[Start of section]

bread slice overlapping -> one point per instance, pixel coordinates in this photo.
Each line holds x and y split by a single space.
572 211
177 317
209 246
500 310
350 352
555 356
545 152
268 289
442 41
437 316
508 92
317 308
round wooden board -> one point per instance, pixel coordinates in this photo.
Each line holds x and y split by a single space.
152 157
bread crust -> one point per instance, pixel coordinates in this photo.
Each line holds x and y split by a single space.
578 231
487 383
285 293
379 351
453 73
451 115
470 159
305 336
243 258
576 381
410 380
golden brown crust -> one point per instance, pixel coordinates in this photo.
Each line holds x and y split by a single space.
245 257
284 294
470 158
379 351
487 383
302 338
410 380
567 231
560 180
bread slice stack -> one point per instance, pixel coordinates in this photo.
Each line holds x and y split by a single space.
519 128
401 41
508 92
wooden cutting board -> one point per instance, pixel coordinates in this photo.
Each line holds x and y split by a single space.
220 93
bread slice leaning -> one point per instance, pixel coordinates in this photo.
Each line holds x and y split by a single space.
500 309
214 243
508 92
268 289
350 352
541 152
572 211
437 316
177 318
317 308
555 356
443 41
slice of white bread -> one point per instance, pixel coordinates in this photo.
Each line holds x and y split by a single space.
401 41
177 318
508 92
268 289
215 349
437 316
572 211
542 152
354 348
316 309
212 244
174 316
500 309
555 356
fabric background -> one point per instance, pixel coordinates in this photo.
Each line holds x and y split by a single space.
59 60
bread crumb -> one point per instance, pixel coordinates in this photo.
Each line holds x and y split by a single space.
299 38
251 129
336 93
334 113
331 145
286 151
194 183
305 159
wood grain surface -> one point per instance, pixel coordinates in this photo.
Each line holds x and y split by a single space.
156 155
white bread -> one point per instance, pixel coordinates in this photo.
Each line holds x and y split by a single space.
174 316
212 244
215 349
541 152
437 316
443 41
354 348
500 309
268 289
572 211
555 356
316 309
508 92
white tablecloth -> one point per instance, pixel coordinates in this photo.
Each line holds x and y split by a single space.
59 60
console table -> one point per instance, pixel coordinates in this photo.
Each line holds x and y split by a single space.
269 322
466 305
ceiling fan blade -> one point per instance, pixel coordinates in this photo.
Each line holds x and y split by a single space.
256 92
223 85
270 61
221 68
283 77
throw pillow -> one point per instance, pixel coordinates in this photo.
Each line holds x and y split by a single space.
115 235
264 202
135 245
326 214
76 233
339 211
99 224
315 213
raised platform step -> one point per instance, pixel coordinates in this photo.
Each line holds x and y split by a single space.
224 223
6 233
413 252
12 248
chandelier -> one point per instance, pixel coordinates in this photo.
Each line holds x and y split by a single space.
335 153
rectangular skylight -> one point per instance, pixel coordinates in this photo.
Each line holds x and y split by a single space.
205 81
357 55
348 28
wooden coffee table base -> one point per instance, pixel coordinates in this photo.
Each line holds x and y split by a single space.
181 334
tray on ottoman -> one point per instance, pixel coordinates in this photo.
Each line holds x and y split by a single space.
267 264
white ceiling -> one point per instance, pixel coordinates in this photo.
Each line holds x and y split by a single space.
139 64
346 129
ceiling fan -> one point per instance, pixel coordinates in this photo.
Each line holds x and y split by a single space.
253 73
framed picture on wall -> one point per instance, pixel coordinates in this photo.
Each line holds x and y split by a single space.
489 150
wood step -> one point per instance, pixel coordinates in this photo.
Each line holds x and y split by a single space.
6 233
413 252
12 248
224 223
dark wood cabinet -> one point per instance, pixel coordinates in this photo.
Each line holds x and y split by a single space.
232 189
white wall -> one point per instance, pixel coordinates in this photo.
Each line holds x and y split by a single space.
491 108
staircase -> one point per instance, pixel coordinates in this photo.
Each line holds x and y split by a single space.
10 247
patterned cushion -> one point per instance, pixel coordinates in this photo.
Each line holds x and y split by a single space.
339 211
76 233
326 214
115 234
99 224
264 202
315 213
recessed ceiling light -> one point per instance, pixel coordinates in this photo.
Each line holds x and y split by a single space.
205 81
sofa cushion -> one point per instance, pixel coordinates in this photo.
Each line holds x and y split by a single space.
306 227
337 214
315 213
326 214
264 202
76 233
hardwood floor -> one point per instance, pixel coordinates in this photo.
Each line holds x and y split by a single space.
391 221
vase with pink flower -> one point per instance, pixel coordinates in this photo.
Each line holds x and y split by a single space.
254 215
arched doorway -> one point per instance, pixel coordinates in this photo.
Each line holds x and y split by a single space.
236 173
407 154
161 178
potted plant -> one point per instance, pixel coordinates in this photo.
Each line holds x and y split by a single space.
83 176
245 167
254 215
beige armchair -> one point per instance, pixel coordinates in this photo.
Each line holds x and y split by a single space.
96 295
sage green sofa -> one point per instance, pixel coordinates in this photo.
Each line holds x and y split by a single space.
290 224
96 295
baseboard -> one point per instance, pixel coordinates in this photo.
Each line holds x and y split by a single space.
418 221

[End of section]

▶ **Your instructions**
Search the entries above for the string "wall", and report each line where it occurs.

▶ **Output below**
framed picture on wall -> one point per instance, pixel coordinates in this photo.
white wall -> one point per instance, pixel coordinates in this photo.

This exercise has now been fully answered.